Repeat these records exactly, pictures excluded.

Saved entries

= Beginning of Section =

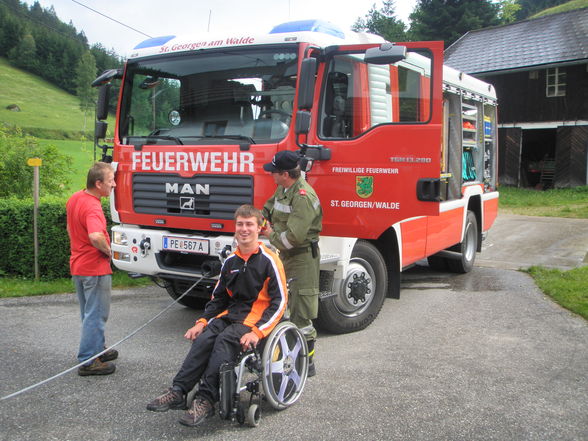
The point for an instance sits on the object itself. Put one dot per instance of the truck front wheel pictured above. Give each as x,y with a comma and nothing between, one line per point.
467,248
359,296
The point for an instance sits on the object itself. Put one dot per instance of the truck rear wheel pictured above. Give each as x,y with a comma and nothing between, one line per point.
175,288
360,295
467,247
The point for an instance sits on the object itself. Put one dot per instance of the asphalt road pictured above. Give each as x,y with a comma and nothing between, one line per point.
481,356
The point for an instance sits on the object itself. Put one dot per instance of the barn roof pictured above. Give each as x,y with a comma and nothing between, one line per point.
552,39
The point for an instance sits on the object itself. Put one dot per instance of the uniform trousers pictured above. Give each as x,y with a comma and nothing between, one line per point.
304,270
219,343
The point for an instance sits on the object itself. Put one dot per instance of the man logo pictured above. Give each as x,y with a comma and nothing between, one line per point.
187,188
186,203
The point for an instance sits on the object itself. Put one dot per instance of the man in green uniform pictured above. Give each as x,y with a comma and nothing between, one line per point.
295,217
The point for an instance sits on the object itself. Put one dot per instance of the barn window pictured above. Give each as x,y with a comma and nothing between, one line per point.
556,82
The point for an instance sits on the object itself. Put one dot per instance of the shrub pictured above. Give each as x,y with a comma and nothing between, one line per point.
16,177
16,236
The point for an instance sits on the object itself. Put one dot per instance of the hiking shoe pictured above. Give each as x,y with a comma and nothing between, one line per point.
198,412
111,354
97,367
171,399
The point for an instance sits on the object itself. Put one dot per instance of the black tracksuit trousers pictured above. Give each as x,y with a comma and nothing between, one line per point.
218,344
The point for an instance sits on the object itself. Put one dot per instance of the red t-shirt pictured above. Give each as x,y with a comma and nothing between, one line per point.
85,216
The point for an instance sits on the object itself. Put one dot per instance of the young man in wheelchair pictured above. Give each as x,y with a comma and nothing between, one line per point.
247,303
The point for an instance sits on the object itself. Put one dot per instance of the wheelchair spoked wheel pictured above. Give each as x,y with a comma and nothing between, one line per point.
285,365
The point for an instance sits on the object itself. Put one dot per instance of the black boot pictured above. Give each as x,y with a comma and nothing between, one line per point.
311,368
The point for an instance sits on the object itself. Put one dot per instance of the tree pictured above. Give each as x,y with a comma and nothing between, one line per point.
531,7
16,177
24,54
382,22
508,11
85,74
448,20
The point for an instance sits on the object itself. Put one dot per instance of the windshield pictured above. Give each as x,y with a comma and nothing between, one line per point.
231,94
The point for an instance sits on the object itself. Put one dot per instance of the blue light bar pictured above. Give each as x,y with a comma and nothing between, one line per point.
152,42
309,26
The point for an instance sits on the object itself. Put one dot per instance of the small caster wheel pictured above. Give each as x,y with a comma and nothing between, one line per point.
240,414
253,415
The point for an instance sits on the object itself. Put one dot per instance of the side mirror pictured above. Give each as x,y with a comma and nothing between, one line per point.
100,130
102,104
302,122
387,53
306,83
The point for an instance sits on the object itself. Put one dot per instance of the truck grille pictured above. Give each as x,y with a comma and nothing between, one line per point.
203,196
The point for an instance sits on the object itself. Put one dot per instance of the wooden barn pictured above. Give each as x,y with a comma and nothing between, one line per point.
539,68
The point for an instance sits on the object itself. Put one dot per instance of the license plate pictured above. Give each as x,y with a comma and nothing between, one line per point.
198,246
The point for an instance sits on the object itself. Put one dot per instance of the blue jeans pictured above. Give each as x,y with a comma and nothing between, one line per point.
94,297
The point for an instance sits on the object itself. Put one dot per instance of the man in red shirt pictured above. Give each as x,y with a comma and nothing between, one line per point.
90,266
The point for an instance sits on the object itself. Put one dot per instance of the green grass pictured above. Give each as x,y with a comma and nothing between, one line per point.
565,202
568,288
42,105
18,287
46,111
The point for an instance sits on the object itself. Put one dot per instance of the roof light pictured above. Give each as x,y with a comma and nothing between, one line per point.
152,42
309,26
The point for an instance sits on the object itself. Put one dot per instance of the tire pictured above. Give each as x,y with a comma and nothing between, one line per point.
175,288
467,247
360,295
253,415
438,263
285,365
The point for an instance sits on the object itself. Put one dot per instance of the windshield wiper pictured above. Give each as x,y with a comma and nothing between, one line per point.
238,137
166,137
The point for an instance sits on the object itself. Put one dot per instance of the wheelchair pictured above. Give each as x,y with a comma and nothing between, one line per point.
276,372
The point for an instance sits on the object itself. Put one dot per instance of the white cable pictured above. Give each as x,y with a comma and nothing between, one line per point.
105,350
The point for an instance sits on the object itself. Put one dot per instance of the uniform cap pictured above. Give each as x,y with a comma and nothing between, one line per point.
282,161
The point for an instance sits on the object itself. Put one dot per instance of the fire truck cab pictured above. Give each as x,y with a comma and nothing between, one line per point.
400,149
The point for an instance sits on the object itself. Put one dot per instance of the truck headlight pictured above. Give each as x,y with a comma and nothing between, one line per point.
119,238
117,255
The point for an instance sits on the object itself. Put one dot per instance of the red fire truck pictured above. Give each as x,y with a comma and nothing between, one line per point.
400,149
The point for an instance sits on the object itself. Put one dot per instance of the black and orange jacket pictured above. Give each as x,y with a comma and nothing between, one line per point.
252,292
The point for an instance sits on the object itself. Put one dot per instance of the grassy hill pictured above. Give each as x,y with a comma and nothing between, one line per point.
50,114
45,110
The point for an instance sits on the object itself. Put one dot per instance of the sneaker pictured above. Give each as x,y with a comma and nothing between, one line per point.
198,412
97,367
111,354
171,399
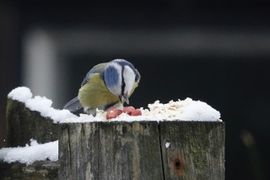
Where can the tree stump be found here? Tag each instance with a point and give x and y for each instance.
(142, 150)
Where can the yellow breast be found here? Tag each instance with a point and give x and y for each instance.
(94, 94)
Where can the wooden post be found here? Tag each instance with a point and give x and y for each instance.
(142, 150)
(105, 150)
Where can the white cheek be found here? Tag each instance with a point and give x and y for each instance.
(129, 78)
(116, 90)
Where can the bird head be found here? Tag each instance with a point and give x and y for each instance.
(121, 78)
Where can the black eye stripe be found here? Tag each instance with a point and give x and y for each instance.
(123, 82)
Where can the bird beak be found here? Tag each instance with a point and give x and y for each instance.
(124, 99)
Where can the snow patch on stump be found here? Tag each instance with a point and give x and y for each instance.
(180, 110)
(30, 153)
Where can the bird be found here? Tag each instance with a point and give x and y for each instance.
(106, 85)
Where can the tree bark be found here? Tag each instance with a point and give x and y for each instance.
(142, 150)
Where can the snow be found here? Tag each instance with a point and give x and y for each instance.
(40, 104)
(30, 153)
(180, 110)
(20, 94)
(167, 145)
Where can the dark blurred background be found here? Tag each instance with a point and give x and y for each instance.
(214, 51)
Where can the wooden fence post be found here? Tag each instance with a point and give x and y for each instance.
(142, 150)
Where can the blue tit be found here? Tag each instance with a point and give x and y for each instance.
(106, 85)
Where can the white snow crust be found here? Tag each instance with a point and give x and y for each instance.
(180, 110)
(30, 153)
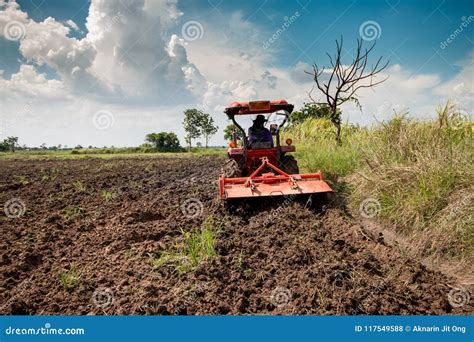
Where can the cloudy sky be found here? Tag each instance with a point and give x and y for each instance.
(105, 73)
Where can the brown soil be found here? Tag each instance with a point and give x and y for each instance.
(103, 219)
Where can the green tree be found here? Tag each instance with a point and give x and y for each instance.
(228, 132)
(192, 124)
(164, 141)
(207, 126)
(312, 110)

= End of Section =

* _Task solution_
The point for an instance sits on the object itself. Put one dot per instance of the truck front wheel pictured above. Give each as x,y with a comma and nothing between, one line per point.
467,248
359,296
The point for an instance sits on the object itself. Put one dot per instance of the truck rear wheel pictured above. Give each as x,y with a comma and nothing between, one line per point.
175,288
360,295
467,247
The point for an instance sits on the object itself. Put one dot per instance of the asphalt road pictured above. Give each as x,y with a comma and nothing between, one line per point.
481,356
The point for an instance sits on the object itself. Put one dot per instance of the barn roof pictured above. Give each as x,y with a comma and nothing between, one line per point.
552,39
The point for an instance sits on the object itself. Put one dot per instance of the uniform trousers pictured above. Give each as x,y with a comma and nothing between, one line per point.
304,270
219,343
The point for an instance sits on the object itself. Put one dot per instance of the man logo pictured above. Give each as x,y with a comma and nothing between, one line per point.
187,188
186,203
The point for an instance sits on the object itself. Put one dot per instance of the man in green uniform pictured above. Give each as x,y with a comma and nothing between, one line per point.
295,217
The point for an instance sits on the object itself. Put one dot per instance of the barn window pictured above. Give each as x,y with a comma and nothing between, one line per point.
556,82
The point for an instance sits on the object itself. Put one dot per instance of the shrub pictured above. Give each as x,y with a comma and nothing between, one line per point.
16,177
16,236
The point for an instance sits on the object itself. Put one dot per instance of the hiking shoe pictured above. Give each as x,y with a comma and nothing between, one line per point.
198,412
111,354
97,367
171,399
The point for an instance sits on the object itself. Put one dot per instance of the black tracksuit trousers pictured above. Give each as x,y with a comma and nothing between, one line per point.
218,344
The point for an instance sits on the object itself. Put one dot per instance of the red t-shirt pictured above. Give each as x,y with a comma and nothing between, one line per point.
85,216
The point for an instance sits on the object itself. Put one dot per instance of the young man in wheelchair pictured above. Give each as x,y with a comma and nothing between, one line per point.
247,303
The point for an instance sits on the object itself. Put one dot per instance of the wheelchair spoked wheel pictured above. Give each as x,y with a comma and nothing between, one line per point.
285,365
The point for an instance sits on the object itself. Put one dot per instance of the black boot pictured above. Give each as x,y with a comma and nothing between, one line per point.
311,368
The point for an instance sits on the object itself. Put one dot per instance of the tree pictured above. Give each as x,y with a comma and nothing between, one line per point.
531,7
16,177
24,54
382,22
508,11
85,74
448,20
The point for an instance sits on the object itself. Put one dot per instance of the windshield pictured above. Give each as x,y with a comma and nothing between, one line per point.
231,94
The point for an instance sits on the object itself. Put one dot per instance of the blue light bar pictured above. Give each as x,y with a comma and nothing between, one line per point.
152,42
309,26
The point for an instance sits on the object itself. Put one dot per instance of the small caster wheel pictured above. Give each as x,y with a comma and nothing between, one line per point.
240,414
253,415
The point for an instance sits on the object itself. Put one dot per instance of the side mirror pictured above. Give each as x,y with a comma and nothing between, one line per point.
100,130
102,104
302,122
387,53
306,83
The point for an instance sits on the object itself. Put one dot per instance of the truck grille pictured above. Give each as x,y with a comma and nothing between, one line per point.
203,196
The point for an instance sits on the object itself. Put one dot per instance of the wooden barn pictured above. Give each as x,y with a comma and nothing between, one line per point.
539,68
The point for an instance sits on the object itself. Put one dot per instance of the license plate pictured above. Give each as x,y with a comma and nothing between, one line per point.
198,246
The point for an instance sits on the object itself. Put one dot per instance of the blue jeans pictured above. Give each as x,y with a comma and nothing between, one line per point.
94,297
The point for an instance sits on the object itself. Put one dot per instance of the man in red shirt pictured above. Give each as x,y with a comma and nothing between, one line per point.
90,266
The point for an instance sits on the object itself. Put one dot per instance of the green grass pictured above. Give each as x,y with a comma and nothing between, one line per point.
565,202
568,288
42,105
18,287
46,111
The point for an instance sits on the object itself. Put one dot per instance of the roof light pictured above. Give each as x,y with a comma and nothing between, one line per point.
152,42
309,26
The point for an instance sits on the object itself. Put one dot per instance of the tire pictured above. Give each as x,y with a comma and nothing between, one line per point.
175,288
467,247
360,295
253,415
438,263
285,365
The point for an instance sits on the object itself. Put one dot per instance of the windshield wiper pictured above. Give each as x,y with a comma and nothing between, one line per point.
238,137
166,137
The point for an instance sits on the object itself. Put one dot per instance of the wheelchair pictured above. Give each as x,y with a comma and nothing between, one line per point.
276,372
The point for an instance sits on the object itself. Put one dot per instance of the white cable pictured above. Give each as x,y with a comma and nothing between, one line per point.
105,350
The point for an instance sits on the object itself. Put one dot per instance of the uniform cap pictured above. Give each as x,y with a comma and nothing between, one line per point.
282,161
The point for an instance sits on the object itself. Put one dot per instance of the fire truck cab pictured above. Give each as x,y with a comma and nothing between, one line per point.
400,149
The point for an instance sits on the object itself. Put one dot per instance of the truck headlight pictured above. Give each as x,y with a comma and nothing between, one line per point.
119,238
117,255
The point for an instance sits on the object itself. Put one dot per instance of the red fire truck pictured above. Give each as x,y with a comma and nothing between, one line per point.
400,149
The point for an instance sits on the object itself. Put one dot per instance of the black and orange jacket pictured above. Give each as x,y with a comma and nothing between, one line per point.
252,292
The point for an instance sits on the object itself. Put one dot per instance of the grassy hill pictured above. Give each as x,y with a comma and nothing between, one line per point.
50,114
45,110
The point for an instance sits on the object itself. Put one dot per instance of the sneaker pictured above. Give each as x,y with a comma and nothing between, one line per point.
198,412
97,367
111,354
171,399
Where can the tree stump be found here? Tag each instance with a point and give x and y for each instance.
(142, 150)
Where can the yellow breast be found here? Tag each instance with a point and give x and y for each instance.
(94, 94)
Where can the wooden post be found here? Tag each instance with a point and give x and y for each instance.
(142, 150)
(105, 150)
Where can the white cheek be found here? Tag each instance with a point and give x and y for each instance.
(129, 78)
(116, 90)
Where can the bird head be found here? Tag each instance with a point and give x and y for each instance.
(121, 78)
Where can the black eye stripe be found here? Tag each instance with a point and give x and y for each instance.
(123, 82)
Where can the bird beak be found here? Tag each instance with a point and give x and y for each instance.
(124, 99)
Where can the snow patch on stump be found here? Tag each instance with a point and give x and y for each instance.
(180, 110)
(30, 153)
Where can the bird be found here? Tag each instance with a point and give x and y for each instance.
(106, 85)
Where can the tree bark be found here? Tag each instance with a point and give x and y for each instance.
(142, 150)
Where can the snow be found here? Tag each instance with a point and give x and y for each instance.
(40, 104)
(30, 153)
(180, 110)
(20, 94)
(167, 145)
Where can the dark blurred background be found here? Tag each instance with a point and give x and y for each instance.
(214, 51)
Where can the wooden fence post be found here? Tag each instance with a point and give x and y for each instance.
(142, 150)
Where can the blue tit be found here? Tag each instance with a point and give x and y for each instance.
(106, 85)
Where can the white snow crust be found here? Tag each instance with a point and give x and y for each instance.
(180, 110)
(30, 153)
Where can the cloudy sky be found here? Tag each instance with a point and give x and y for each instance.
(105, 73)
Where can the brown soil be found here? Tag each instance with a point and give x and y for each instance.
(103, 219)
Where can the green tree be found here? Tag each instance with a point and give x and y for each instance.
(228, 132)
(192, 124)
(164, 141)
(207, 126)
(312, 110)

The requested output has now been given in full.